◆ **EXERCISE DIRECTIONS**
Turn the stretch of the records from the line containing "One pin marks each instance of the person" through the last line into a numbered list, including both ends and dropping any blank lines.

◆ **DATASET CONTENT**
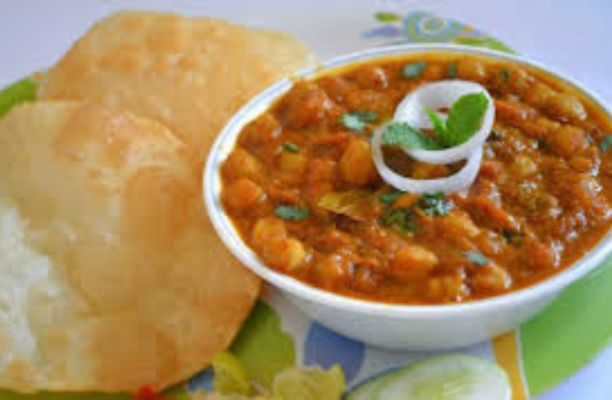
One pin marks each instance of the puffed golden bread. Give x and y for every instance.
(111, 276)
(191, 74)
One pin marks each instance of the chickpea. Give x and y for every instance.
(268, 229)
(565, 107)
(261, 131)
(459, 224)
(292, 166)
(491, 278)
(241, 164)
(306, 105)
(539, 95)
(356, 165)
(286, 254)
(567, 141)
(243, 193)
(413, 262)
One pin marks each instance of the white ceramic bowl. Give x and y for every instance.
(390, 325)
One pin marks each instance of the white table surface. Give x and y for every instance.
(572, 36)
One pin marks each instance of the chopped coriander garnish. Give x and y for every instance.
(292, 213)
(414, 70)
(464, 118)
(400, 219)
(291, 147)
(436, 122)
(389, 198)
(403, 135)
(606, 143)
(505, 74)
(434, 204)
(476, 258)
(357, 120)
(451, 70)
(387, 17)
(495, 134)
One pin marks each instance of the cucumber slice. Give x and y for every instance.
(446, 377)
(368, 389)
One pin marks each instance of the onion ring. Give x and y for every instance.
(443, 94)
(460, 180)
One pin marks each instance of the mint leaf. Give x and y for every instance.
(18, 92)
(434, 204)
(292, 213)
(436, 121)
(414, 70)
(476, 258)
(465, 118)
(357, 120)
(606, 143)
(387, 17)
(290, 147)
(403, 135)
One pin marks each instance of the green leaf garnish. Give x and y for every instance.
(19, 92)
(290, 147)
(476, 258)
(495, 134)
(434, 204)
(403, 135)
(389, 198)
(465, 118)
(292, 213)
(606, 143)
(438, 125)
(357, 120)
(414, 70)
(452, 70)
(399, 219)
(387, 17)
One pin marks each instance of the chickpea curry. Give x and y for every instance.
(303, 191)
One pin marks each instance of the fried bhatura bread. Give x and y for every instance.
(111, 276)
(191, 74)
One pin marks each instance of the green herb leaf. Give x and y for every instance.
(414, 70)
(292, 213)
(434, 204)
(357, 120)
(18, 92)
(505, 75)
(465, 118)
(290, 147)
(606, 143)
(399, 219)
(476, 258)
(389, 198)
(452, 70)
(436, 121)
(403, 135)
(495, 134)
(387, 17)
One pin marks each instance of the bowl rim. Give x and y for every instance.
(227, 233)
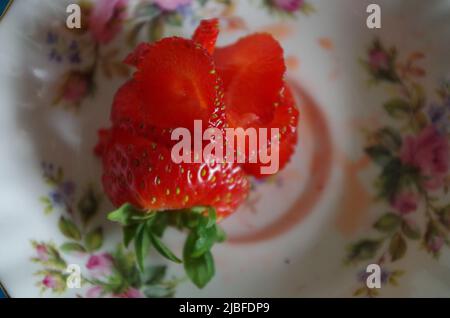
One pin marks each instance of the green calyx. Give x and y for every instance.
(146, 229)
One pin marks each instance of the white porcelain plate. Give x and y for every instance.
(368, 183)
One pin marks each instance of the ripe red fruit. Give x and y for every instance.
(142, 173)
(252, 71)
(206, 34)
(175, 83)
(285, 118)
(256, 94)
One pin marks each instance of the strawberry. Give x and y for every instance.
(285, 118)
(206, 34)
(142, 173)
(175, 83)
(252, 71)
(256, 94)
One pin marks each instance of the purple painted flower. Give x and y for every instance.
(49, 282)
(405, 203)
(106, 19)
(289, 5)
(42, 252)
(68, 188)
(100, 264)
(52, 37)
(94, 292)
(171, 5)
(430, 152)
(131, 293)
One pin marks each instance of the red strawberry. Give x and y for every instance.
(252, 71)
(285, 118)
(175, 83)
(142, 173)
(206, 34)
(255, 93)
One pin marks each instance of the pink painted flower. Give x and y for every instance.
(49, 282)
(405, 203)
(100, 264)
(94, 292)
(171, 5)
(429, 151)
(42, 252)
(289, 5)
(75, 88)
(106, 19)
(435, 244)
(131, 293)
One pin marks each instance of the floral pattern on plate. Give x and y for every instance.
(412, 153)
(93, 48)
(110, 274)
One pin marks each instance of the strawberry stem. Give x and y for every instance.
(147, 229)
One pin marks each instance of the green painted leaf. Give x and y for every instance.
(70, 247)
(379, 154)
(398, 108)
(158, 291)
(388, 223)
(128, 214)
(141, 245)
(397, 247)
(69, 229)
(153, 274)
(163, 249)
(94, 239)
(363, 250)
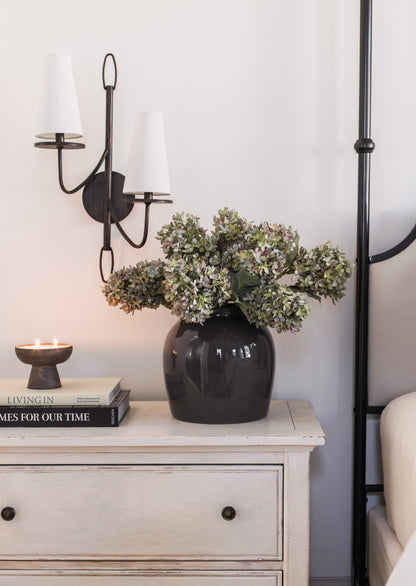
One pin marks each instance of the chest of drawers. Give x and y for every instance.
(159, 502)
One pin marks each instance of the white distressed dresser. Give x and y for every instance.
(159, 502)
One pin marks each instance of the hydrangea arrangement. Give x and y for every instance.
(261, 268)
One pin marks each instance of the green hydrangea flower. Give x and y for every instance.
(238, 262)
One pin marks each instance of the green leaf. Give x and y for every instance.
(243, 308)
(293, 254)
(242, 282)
(306, 292)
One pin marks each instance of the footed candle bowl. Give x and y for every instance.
(44, 358)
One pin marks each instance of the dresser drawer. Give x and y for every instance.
(137, 512)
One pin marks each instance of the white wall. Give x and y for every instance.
(260, 101)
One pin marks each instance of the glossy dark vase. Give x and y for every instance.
(219, 372)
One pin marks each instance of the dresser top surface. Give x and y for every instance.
(150, 424)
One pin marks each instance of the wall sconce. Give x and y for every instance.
(108, 196)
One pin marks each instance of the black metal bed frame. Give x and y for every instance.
(364, 147)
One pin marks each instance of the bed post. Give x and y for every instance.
(364, 146)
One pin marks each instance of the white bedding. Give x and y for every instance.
(384, 547)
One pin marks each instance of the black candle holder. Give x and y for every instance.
(44, 358)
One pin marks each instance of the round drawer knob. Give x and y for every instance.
(228, 513)
(8, 513)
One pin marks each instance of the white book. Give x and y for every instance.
(74, 391)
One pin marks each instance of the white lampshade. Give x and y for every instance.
(59, 111)
(147, 169)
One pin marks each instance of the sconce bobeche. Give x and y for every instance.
(108, 196)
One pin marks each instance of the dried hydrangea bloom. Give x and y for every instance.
(238, 262)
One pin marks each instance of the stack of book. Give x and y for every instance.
(86, 402)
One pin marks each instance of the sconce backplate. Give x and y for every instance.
(94, 193)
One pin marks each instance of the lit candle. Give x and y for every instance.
(43, 358)
(44, 346)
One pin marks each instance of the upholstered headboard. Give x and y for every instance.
(392, 325)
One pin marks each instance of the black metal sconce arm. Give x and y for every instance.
(59, 138)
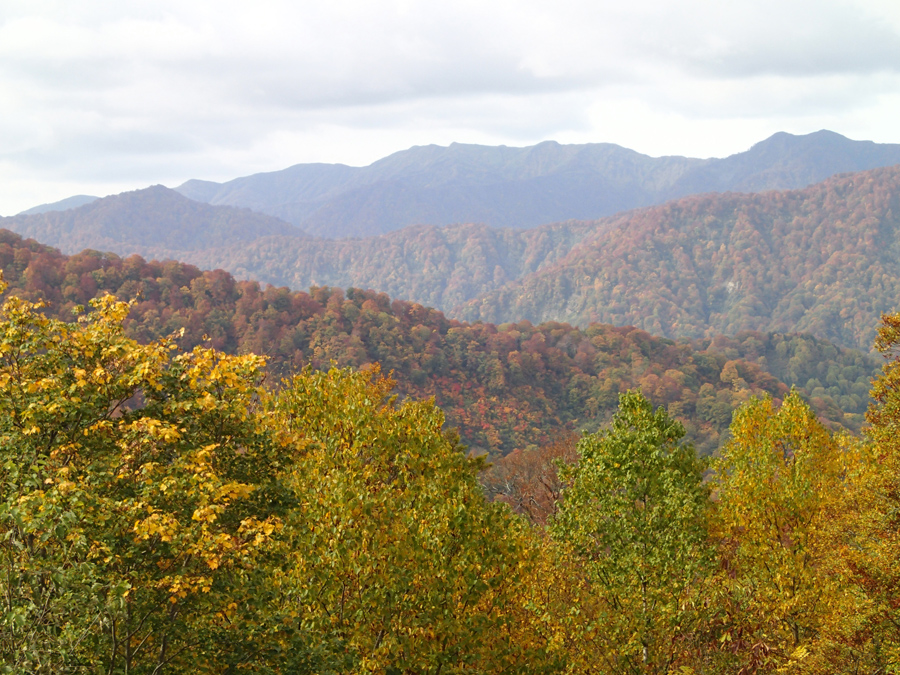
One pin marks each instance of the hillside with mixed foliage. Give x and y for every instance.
(525, 187)
(823, 260)
(503, 387)
(162, 511)
(439, 267)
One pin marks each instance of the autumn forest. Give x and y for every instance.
(201, 473)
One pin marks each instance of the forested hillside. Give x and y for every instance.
(439, 267)
(506, 386)
(823, 260)
(164, 511)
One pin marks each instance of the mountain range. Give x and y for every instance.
(525, 187)
(822, 259)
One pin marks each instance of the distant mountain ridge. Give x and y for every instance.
(155, 222)
(525, 187)
(72, 202)
(823, 260)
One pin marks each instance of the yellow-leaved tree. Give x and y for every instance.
(135, 492)
(778, 486)
(394, 561)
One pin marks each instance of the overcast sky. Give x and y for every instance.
(98, 97)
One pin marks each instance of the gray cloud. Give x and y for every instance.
(101, 93)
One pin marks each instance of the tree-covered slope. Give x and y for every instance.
(436, 266)
(506, 386)
(823, 260)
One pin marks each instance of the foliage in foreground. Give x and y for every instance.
(162, 512)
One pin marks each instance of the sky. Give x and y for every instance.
(98, 97)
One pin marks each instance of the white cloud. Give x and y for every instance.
(99, 96)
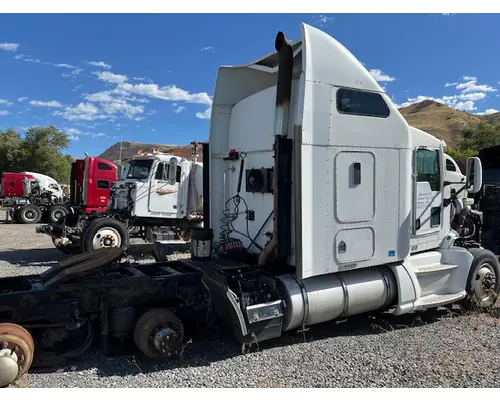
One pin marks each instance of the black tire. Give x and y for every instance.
(483, 258)
(118, 228)
(28, 214)
(70, 249)
(55, 213)
(149, 323)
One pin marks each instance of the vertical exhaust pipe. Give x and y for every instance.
(280, 244)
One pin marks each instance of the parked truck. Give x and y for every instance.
(157, 194)
(320, 203)
(30, 197)
(487, 200)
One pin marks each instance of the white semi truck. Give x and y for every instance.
(324, 204)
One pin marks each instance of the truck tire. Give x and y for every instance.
(105, 232)
(55, 213)
(483, 282)
(28, 214)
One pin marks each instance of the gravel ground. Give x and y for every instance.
(436, 348)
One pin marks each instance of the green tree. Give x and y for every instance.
(10, 151)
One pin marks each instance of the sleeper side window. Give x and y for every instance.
(361, 103)
(428, 168)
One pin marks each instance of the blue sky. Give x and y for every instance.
(150, 78)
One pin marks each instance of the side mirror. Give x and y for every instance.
(172, 171)
(474, 175)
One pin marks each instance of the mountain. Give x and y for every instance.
(129, 149)
(493, 119)
(439, 120)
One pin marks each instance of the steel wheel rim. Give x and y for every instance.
(56, 215)
(29, 215)
(106, 237)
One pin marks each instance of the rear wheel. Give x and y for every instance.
(159, 333)
(55, 213)
(483, 282)
(103, 233)
(28, 214)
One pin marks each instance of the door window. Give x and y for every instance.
(428, 168)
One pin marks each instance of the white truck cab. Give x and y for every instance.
(159, 185)
(48, 183)
(360, 200)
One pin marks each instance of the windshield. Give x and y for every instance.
(491, 176)
(137, 169)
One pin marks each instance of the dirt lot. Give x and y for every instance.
(431, 349)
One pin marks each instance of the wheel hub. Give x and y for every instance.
(484, 283)
(167, 341)
(108, 241)
(8, 366)
(16, 353)
(107, 237)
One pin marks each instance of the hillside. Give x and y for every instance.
(439, 120)
(493, 119)
(131, 148)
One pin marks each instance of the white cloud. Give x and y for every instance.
(9, 46)
(52, 103)
(322, 20)
(472, 86)
(31, 59)
(122, 107)
(172, 93)
(114, 105)
(488, 112)
(99, 64)
(205, 114)
(465, 106)
(379, 76)
(107, 76)
(63, 65)
(73, 131)
(124, 92)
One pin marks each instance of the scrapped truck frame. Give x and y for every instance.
(30, 197)
(320, 203)
(159, 195)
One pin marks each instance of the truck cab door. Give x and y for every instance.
(428, 200)
(164, 190)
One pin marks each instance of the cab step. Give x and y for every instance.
(436, 300)
(433, 268)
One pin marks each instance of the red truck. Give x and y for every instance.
(90, 186)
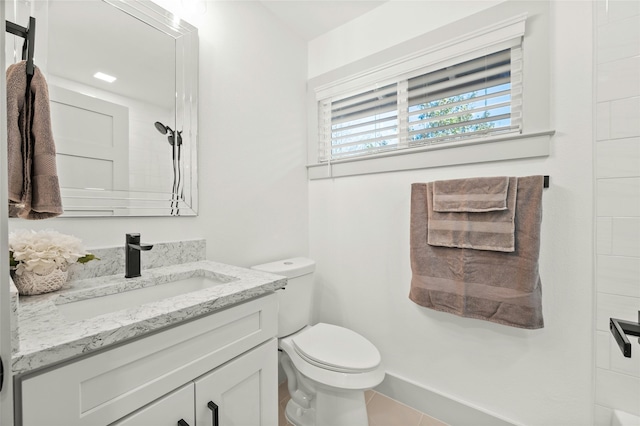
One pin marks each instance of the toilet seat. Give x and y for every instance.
(337, 349)
(318, 371)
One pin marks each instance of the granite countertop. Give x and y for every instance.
(46, 336)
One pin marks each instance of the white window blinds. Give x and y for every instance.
(474, 98)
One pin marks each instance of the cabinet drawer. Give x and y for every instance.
(167, 411)
(105, 387)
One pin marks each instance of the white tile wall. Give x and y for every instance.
(625, 237)
(617, 173)
(624, 121)
(618, 196)
(619, 157)
(618, 275)
(618, 79)
(604, 235)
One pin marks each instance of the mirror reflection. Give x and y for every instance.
(122, 82)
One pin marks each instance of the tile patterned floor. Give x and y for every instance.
(382, 411)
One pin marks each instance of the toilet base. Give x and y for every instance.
(342, 408)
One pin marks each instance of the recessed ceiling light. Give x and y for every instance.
(106, 77)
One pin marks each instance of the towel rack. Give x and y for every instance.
(29, 35)
(619, 328)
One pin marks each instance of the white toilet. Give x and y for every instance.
(328, 368)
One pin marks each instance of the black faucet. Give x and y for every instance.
(132, 249)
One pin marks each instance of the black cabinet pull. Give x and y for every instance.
(214, 408)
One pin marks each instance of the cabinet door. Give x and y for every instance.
(244, 390)
(169, 410)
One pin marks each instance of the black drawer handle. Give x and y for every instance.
(214, 408)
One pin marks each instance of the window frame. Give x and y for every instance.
(532, 142)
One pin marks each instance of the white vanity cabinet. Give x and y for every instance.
(175, 409)
(228, 357)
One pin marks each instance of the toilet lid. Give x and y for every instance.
(336, 348)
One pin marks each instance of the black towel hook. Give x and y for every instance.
(29, 35)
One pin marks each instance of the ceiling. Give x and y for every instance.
(311, 18)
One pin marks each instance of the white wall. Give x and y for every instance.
(359, 236)
(617, 173)
(252, 148)
(395, 21)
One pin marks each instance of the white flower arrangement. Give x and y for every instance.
(43, 251)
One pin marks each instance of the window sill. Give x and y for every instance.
(508, 147)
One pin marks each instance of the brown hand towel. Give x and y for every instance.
(34, 191)
(470, 195)
(494, 286)
(473, 228)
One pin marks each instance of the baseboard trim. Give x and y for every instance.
(446, 408)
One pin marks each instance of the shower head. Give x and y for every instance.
(172, 135)
(162, 128)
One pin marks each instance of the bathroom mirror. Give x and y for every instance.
(126, 147)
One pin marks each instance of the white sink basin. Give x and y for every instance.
(89, 308)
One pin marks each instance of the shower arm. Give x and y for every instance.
(620, 328)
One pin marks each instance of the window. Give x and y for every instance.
(476, 97)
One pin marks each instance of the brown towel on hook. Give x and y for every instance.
(494, 286)
(34, 191)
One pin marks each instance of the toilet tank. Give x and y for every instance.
(294, 301)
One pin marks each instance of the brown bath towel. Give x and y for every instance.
(475, 227)
(34, 191)
(494, 286)
(470, 195)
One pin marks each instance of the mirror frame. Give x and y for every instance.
(101, 203)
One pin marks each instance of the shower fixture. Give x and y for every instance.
(175, 140)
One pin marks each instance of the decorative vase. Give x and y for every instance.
(29, 283)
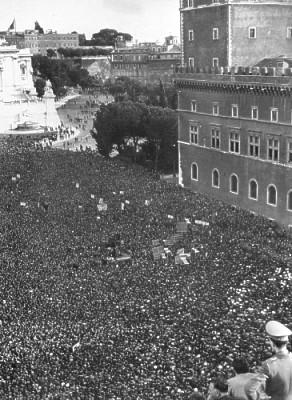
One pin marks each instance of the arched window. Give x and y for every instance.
(215, 178)
(234, 184)
(253, 189)
(195, 172)
(289, 200)
(272, 195)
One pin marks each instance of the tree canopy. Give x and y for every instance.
(107, 37)
(61, 73)
(144, 132)
(151, 94)
(38, 28)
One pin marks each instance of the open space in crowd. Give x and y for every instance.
(80, 322)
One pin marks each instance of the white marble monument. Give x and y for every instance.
(19, 104)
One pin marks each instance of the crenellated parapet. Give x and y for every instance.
(233, 71)
(256, 81)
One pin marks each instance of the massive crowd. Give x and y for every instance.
(78, 323)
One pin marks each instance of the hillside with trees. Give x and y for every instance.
(61, 73)
(106, 37)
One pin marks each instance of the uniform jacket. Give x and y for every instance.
(279, 371)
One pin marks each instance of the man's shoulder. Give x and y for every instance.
(277, 357)
(242, 378)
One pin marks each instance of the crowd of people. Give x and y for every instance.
(78, 322)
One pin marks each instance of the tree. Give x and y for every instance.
(161, 131)
(121, 124)
(38, 28)
(40, 86)
(108, 37)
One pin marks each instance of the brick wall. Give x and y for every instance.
(264, 171)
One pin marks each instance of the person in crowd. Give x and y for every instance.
(218, 389)
(245, 384)
(278, 368)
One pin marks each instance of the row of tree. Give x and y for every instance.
(105, 37)
(124, 88)
(61, 73)
(146, 133)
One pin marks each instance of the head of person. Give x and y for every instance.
(196, 396)
(240, 365)
(278, 335)
(221, 384)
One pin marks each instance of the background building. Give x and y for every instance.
(146, 62)
(39, 43)
(234, 32)
(18, 99)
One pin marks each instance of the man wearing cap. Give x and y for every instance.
(278, 368)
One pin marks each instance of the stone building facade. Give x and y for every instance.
(234, 32)
(40, 43)
(18, 98)
(235, 139)
(147, 63)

◆ **RESULT BELOW**
1. One pin marks each instance of the person in crowd. Give x and y for every instance.
2. (218, 389)
3. (245, 384)
4. (278, 368)
5. One pin marks each instance of the row of tree. Give x and y for every instance.
6. (105, 37)
7. (124, 88)
8. (61, 73)
9. (146, 133)
10. One pin marks each instance of the head of person. Give x and y for every instance.
11. (196, 396)
12. (240, 365)
13. (278, 335)
14. (221, 384)
15. One pin marks each instance of the background building. Give x and y for every instance.
16. (146, 62)
17. (39, 43)
18. (234, 32)
19. (18, 99)
20. One pin marks each instance of the man wearing cap. Give x and y for every instance.
21. (278, 368)
22. One pin marks each instance of the stone building facade. Give x and y for every instance.
23. (234, 32)
24. (40, 43)
25. (18, 98)
26. (235, 139)
27. (147, 63)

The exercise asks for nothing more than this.